(RECORDS FOR THE TASK Opens)
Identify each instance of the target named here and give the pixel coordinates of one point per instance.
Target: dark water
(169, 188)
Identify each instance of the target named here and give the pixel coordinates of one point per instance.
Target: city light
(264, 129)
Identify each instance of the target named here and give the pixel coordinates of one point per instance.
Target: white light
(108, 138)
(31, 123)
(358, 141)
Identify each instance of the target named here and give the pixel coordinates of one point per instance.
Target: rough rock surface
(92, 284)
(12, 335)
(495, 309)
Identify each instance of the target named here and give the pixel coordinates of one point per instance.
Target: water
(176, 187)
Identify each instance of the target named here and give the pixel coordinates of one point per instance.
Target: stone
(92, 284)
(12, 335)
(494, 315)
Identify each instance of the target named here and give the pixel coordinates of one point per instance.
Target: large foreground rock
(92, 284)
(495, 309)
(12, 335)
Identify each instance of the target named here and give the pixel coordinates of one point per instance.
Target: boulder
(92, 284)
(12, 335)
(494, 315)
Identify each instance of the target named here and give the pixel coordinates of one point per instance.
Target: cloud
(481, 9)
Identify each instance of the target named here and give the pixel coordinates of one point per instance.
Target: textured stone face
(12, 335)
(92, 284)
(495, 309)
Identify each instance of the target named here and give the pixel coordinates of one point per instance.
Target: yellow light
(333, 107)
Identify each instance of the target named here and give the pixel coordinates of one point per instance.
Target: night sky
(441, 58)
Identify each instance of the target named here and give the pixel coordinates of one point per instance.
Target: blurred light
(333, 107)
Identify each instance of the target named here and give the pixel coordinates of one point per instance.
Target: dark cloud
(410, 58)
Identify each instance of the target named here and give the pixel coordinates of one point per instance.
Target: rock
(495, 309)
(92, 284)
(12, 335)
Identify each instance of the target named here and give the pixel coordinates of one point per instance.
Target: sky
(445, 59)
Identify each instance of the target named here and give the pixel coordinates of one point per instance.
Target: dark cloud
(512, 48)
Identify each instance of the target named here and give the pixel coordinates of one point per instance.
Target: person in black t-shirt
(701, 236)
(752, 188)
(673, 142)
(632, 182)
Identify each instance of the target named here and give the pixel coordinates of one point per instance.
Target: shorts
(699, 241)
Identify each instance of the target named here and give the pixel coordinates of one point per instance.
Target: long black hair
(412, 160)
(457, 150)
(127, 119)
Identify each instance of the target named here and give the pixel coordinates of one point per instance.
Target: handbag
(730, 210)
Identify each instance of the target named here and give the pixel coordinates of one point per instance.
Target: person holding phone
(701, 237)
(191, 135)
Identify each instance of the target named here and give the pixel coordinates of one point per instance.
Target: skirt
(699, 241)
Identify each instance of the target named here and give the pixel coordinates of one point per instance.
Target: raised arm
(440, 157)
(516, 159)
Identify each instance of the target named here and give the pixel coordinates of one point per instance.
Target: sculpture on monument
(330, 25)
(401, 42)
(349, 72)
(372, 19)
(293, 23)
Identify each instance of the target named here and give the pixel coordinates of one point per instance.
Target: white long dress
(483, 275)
(RECORDS FOR THE TASK Closes)
**TASK STATEMENT**
After locating the line that contains "Target: skirt", output it and the remaining lines of the material above, exactly as they read.

**THE COMPLETED TASK**
Target: skirt
(699, 241)
Identify each instance of the target named here and give the pixel coordinates of one point per instance.
Target: raised arm
(440, 157)
(516, 159)
Identify each instance of the target named here and give the pixel coordinates of one point per instance.
Target: sculpture on monument
(330, 25)
(401, 42)
(349, 72)
(372, 19)
(293, 23)
Identify each instance of the target named here and give the pixel coordinates of one point per instance.
Target: white long dress
(483, 275)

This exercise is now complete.